## Information supplied:

========

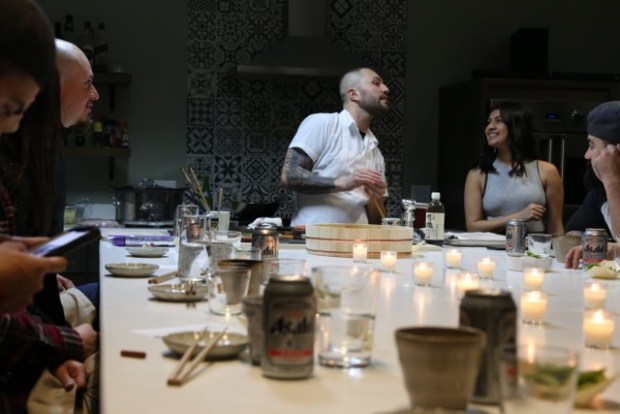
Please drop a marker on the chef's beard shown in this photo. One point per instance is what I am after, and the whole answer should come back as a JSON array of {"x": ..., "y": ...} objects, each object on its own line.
[{"x": 590, "y": 180}]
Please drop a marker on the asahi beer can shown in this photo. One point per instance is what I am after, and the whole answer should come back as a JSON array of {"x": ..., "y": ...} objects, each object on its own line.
[
  {"x": 266, "y": 239},
  {"x": 494, "y": 312},
  {"x": 289, "y": 311},
  {"x": 594, "y": 246},
  {"x": 515, "y": 237}
]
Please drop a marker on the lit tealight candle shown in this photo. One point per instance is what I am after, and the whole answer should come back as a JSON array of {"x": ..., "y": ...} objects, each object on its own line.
[
  {"x": 360, "y": 252},
  {"x": 465, "y": 282},
  {"x": 388, "y": 260},
  {"x": 453, "y": 258},
  {"x": 598, "y": 329},
  {"x": 533, "y": 307},
  {"x": 533, "y": 277},
  {"x": 422, "y": 273},
  {"x": 594, "y": 295},
  {"x": 486, "y": 267}
]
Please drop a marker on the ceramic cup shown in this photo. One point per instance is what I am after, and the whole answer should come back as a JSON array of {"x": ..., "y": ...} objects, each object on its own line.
[{"x": 440, "y": 365}]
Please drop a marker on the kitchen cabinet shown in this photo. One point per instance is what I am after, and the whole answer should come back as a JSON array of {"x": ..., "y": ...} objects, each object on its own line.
[{"x": 463, "y": 110}]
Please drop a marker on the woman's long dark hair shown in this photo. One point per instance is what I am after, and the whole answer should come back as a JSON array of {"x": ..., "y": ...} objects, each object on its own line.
[
  {"x": 34, "y": 149},
  {"x": 521, "y": 143}
]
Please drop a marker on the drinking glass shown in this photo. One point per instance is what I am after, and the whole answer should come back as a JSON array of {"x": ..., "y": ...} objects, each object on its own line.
[
  {"x": 227, "y": 288},
  {"x": 346, "y": 303},
  {"x": 537, "y": 378}
]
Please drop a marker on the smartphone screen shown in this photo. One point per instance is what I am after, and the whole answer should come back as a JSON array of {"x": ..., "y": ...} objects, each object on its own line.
[{"x": 66, "y": 242}]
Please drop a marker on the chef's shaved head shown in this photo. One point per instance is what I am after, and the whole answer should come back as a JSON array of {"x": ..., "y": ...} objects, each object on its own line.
[{"x": 351, "y": 79}]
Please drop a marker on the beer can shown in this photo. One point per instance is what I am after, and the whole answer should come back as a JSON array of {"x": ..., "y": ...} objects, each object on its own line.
[
  {"x": 494, "y": 312},
  {"x": 289, "y": 312},
  {"x": 265, "y": 237},
  {"x": 515, "y": 237},
  {"x": 594, "y": 243}
]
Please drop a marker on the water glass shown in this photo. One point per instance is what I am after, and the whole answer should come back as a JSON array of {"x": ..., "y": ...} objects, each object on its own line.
[
  {"x": 346, "y": 303},
  {"x": 227, "y": 288}
]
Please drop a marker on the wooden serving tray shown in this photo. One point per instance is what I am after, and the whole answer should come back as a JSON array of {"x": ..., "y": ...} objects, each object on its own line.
[{"x": 338, "y": 239}]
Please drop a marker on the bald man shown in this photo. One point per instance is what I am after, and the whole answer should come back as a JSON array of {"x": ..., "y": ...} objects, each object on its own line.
[
  {"x": 333, "y": 162},
  {"x": 77, "y": 92}
]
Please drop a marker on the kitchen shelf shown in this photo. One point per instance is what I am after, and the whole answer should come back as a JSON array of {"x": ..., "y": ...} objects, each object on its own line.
[
  {"x": 111, "y": 152},
  {"x": 112, "y": 79},
  {"x": 123, "y": 152}
]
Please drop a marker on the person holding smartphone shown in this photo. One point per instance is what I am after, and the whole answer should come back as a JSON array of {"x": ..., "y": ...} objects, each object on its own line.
[{"x": 21, "y": 274}]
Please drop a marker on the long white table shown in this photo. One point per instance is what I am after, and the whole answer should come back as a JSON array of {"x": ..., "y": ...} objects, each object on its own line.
[{"x": 139, "y": 385}]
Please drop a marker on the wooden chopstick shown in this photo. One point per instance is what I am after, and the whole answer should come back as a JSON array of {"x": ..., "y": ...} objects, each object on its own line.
[
  {"x": 163, "y": 278},
  {"x": 379, "y": 207},
  {"x": 176, "y": 378}
]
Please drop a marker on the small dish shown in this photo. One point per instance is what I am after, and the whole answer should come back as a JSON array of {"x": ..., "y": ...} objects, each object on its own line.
[
  {"x": 231, "y": 344},
  {"x": 518, "y": 263},
  {"x": 606, "y": 269},
  {"x": 147, "y": 251},
  {"x": 131, "y": 269},
  {"x": 183, "y": 292}
]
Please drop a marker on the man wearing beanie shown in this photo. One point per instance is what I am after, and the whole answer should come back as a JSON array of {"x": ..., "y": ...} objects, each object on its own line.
[{"x": 601, "y": 207}]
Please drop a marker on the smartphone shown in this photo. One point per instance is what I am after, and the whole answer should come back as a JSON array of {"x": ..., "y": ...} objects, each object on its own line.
[{"x": 68, "y": 241}]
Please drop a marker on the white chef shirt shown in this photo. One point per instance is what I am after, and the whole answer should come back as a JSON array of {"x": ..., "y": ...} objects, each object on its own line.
[{"x": 335, "y": 145}]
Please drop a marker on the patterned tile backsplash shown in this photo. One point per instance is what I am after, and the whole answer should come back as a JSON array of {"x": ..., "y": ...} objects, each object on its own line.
[{"x": 239, "y": 127}]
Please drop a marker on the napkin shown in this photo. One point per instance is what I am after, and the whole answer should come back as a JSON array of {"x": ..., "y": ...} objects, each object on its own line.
[
  {"x": 475, "y": 236},
  {"x": 276, "y": 221}
]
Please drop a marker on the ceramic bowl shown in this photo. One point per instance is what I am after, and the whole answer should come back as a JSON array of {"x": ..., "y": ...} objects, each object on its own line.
[
  {"x": 519, "y": 263},
  {"x": 183, "y": 292},
  {"x": 231, "y": 344},
  {"x": 147, "y": 251},
  {"x": 131, "y": 269}
]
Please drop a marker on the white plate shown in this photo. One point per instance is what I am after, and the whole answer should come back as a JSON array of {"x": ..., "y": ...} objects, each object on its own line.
[
  {"x": 183, "y": 292},
  {"x": 131, "y": 269},
  {"x": 519, "y": 263},
  {"x": 150, "y": 251},
  {"x": 229, "y": 346}
]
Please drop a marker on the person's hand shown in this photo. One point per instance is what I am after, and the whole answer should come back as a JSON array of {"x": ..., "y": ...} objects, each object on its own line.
[
  {"x": 21, "y": 275},
  {"x": 64, "y": 283},
  {"x": 372, "y": 180},
  {"x": 89, "y": 338},
  {"x": 572, "y": 257},
  {"x": 606, "y": 164},
  {"x": 532, "y": 212},
  {"x": 71, "y": 374}
]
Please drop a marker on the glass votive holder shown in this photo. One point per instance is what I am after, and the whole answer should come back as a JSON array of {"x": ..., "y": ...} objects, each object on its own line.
[
  {"x": 360, "y": 252},
  {"x": 388, "y": 260},
  {"x": 422, "y": 273},
  {"x": 594, "y": 295},
  {"x": 598, "y": 329},
  {"x": 533, "y": 277},
  {"x": 486, "y": 267},
  {"x": 453, "y": 258},
  {"x": 466, "y": 281},
  {"x": 533, "y": 307}
]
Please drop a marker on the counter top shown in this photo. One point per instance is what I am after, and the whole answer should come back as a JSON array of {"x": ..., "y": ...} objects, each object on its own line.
[{"x": 130, "y": 316}]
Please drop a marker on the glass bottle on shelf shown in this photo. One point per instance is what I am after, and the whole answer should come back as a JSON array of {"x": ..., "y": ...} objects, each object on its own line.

========

## The problem:
Write every entry out again exactly, dropping the pictures.

## Written solution:
Please drop a marker on the chef's beard shown in this photo. One point per instance is what I am after, and the whole answer should come back as a JSON array of {"x": ..., "y": ...} objects, each object on its own line.
[{"x": 590, "y": 180}]
Please drop a marker on the asahi beer can shown in this photo. One point per instance is what I am after, and the whole answer should come back as a JSON array of {"x": ..., "y": ...} objects, each object on its own line.
[
  {"x": 266, "y": 239},
  {"x": 494, "y": 312},
  {"x": 289, "y": 311},
  {"x": 594, "y": 246},
  {"x": 515, "y": 237}
]
Please drop a marker on the lit tealight candle shown in this photo. One point per instance is what I am after, and the whole answer should come back as a JSON array of {"x": ..., "y": ...} objects, each object on its own line.
[
  {"x": 360, "y": 252},
  {"x": 465, "y": 282},
  {"x": 388, "y": 260},
  {"x": 453, "y": 258},
  {"x": 598, "y": 329},
  {"x": 533, "y": 307},
  {"x": 533, "y": 277},
  {"x": 422, "y": 273},
  {"x": 594, "y": 295},
  {"x": 486, "y": 267}
]
Please drop a marker on the ceramic cup shown in this photo. One point per instance is what I am after, and the whole answer should come back as a JSON array of {"x": ..., "y": ...} objects, each object on its own line.
[{"x": 440, "y": 365}]
Please drop a marker on the kitchen cabinet shown in this photo. One point per instance is what I am after, and the whole answer should come back as a JSON array of {"x": ..., "y": ...} objects, each object on its own line.
[{"x": 463, "y": 110}]
Please drop a marker on the woman's long dark hair shown in this photo. One point per instance is what I am after, and the whole answer should come back as a JSON array of {"x": ..., "y": ...} objects, each object on its own line.
[
  {"x": 34, "y": 149},
  {"x": 521, "y": 143}
]
Please drop a marker on the drinking glass shown in this photo. One point per instance is what I am after, and the whole answer should come back as a JSON array of {"x": ..., "y": ...} objects, each object on its own line.
[
  {"x": 227, "y": 288},
  {"x": 346, "y": 303},
  {"x": 537, "y": 378}
]
Please drop a marker on the smartphone screen shown in this photo. One point per instance is what I am after, and the whole answer should come back as a JSON array of {"x": ..., "y": ...} objects, each object on its own line.
[{"x": 66, "y": 242}]
Please drop a marker on the chef's shaved head shown in this photo. One point per instance is what I am after, and the whole answer should come back as a JSON array of {"x": ..., "y": ...} objects, each object on its own line.
[{"x": 351, "y": 79}]
Please drop a marker on the beer can shown in this photo. One point per instance is what I am after, and the whole answer should come back as a JSON array of {"x": ..., "y": ...} objects, each object on its own line.
[
  {"x": 494, "y": 312},
  {"x": 289, "y": 312},
  {"x": 265, "y": 237},
  {"x": 515, "y": 237},
  {"x": 594, "y": 243}
]
Please drop a marker on the water glass shown in this photo. One point per instance is what I am after, and the whole answer should come back as a JSON array of {"x": ..., "y": ...} objects, each object on its own line.
[
  {"x": 346, "y": 303},
  {"x": 227, "y": 288}
]
Please drop a marker on the wooden serving tray shown in this photo. One point per instance is what I am after, and the whole answer should come back as a JSON array of {"x": ..., "y": ...} objects, each object on its own line.
[{"x": 338, "y": 239}]
Please drop a marker on the bald man shown in this photo. One point per instance is what I am after, and the whole answer should come back as a JSON array of {"x": ..., "y": ...} objects, each object on its own line.
[
  {"x": 333, "y": 162},
  {"x": 77, "y": 92}
]
Please drop a marker on the kitchen shelf shown in this photo. One point per instance is what I am after, and the whole answer should come back as a JSON array of {"x": ..., "y": ...} objects, each object on its own line.
[
  {"x": 111, "y": 152},
  {"x": 112, "y": 79},
  {"x": 123, "y": 152}
]
Please drop a marker on the person holding smartphone shown in this photo. One point per instance is what I am after, and the whole answer should come back as a JSON array of {"x": ..., "y": ...} objects, each object on its own line.
[{"x": 21, "y": 274}]
Please drop a marker on the long white table shown in this photo. One point per instance is what I am after, and the whole answer should come back as a JSON array of {"x": ..., "y": ...} objects, each object on its own line.
[{"x": 139, "y": 385}]
Please drop a marker on the wooden chopstick shown in this photo. One point per instance is what I am after, and the whole answer should come back as a JSON array of {"x": ..., "y": ...} objects, each object on its own line.
[
  {"x": 163, "y": 278},
  {"x": 379, "y": 207},
  {"x": 176, "y": 378}
]
Please drop a marker on the small dish shown in this photo. One point per instance is what I am after, and the whole answer should come back as a JSON array of {"x": ..., "y": ...} objects, each object on its own line.
[
  {"x": 231, "y": 344},
  {"x": 518, "y": 263},
  {"x": 606, "y": 269},
  {"x": 147, "y": 251},
  {"x": 131, "y": 269},
  {"x": 183, "y": 292}
]
Please drop a marker on the man wearing beanie shown in this photo. One point per instance is what I am after, and the whole answer should come back as a JSON array of {"x": ..., "y": ...} objects, each object on its own line.
[{"x": 601, "y": 207}]
Please drop a marker on the smartphone shown in this photo. One point per instance is what I am after, and the whole answer should come back as a JSON array of {"x": ..., "y": ...} objects, each object on its own line.
[{"x": 68, "y": 241}]
Please drop a marker on the white chef shirt shown in this photo. One point per instance is what I am after, and the whole answer should come back as a JSON array of {"x": ..., "y": ...} objects, each object on its own line.
[{"x": 335, "y": 145}]
Please drop a marker on the patterned tile backsplash shown in this photo. One point per instance is what I am after, and the whole answer should come back as a JSON array of {"x": ..., "y": ...} objects, each object on its own line.
[{"x": 239, "y": 127}]
Please drop a marker on the napkin shown in this photo. One point per instance is what I am after, and the whole answer should come back as a JSON array of {"x": ..., "y": ...} objects, each object on its own line.
[
  {"x": 475, "y": 236},
  {"x": 276, "y": 221}
]
Please drop a marker on the ceramic bowl shown in this photo. One point per instance is what I am after, and the whole answer should come back as a JSON array of {"x": ..., "y": ...} objects, each object on its own line.
[
  {"x": 519, "y": 263},
  {"x": 183, "y": 292},
  {"x": 231, "y": 344},
  {"x": 147, "y": 251},
  {"x": 131, "y": 269}
]
Please drop a marker on the white plate shown in this photo. One point per instance is what I am after, and the whole answer should come back as a JSON array of {"x": ..., "y": ...} objects, each object on its own line.
[
  {"x": 183, "y": 292},
  {"x": 131, "y": 269},
  {"x": 519, "y": 263},
  {"x": 150, "y": 251},
  {"x": 229, "y": 346}
]
Please drop a marker on the person's hand shown in this photo. One point per instance is what I am after, and the whole answer should come back as a JSON array of {"x": ..., "y": ...} objects, each object on its own line.
[
  {"x": 21, "y": 275},
  {"x": 64, "y": 283},
  {"x": 372, "y": 180},
  {"x": 89, "y": 338},
  {"x": 572, "y": 257},
  {"x": 606, "y": 164},
  {"x": 532, "y": 212},
  {"x": 71, "y": 374}
]
Please drop a marker on the glass votive holder shown in this photo. One point per instance is what I am after, and the whole answer should come back as a JSON array of {"x": ..., "y": ...} objects, each object on its own line.
[
  {"x": 360, "y": 252},
  {"x": 388, "y": 260},
  {"x": 422, "y": 273},
  {"x": 594, "y": 295},
  {"x": 598, "y": 329},
  {"x": 533, "y": 277},
  {"x": 486, "y": 267},
  {"x": 453, "y": 258},
  {"x": 466, "y": 281},
  {"x": 533, "y": 307}
]
Please drop a marker on the counter top shown in this photo. One point per instance is what I am after, and the whole answer should come back as a JSON array of {"x": ..., "y": ...} objects, each object on its own line.
[{"x": 130, "y": 316}]
Please drop a marker on the glass bottle on shelf shown in this photo. One point per instance is what I am after, and the whole answer should come back as a JSON array of {"x": ..., "y": ...} objects, each object on its own line.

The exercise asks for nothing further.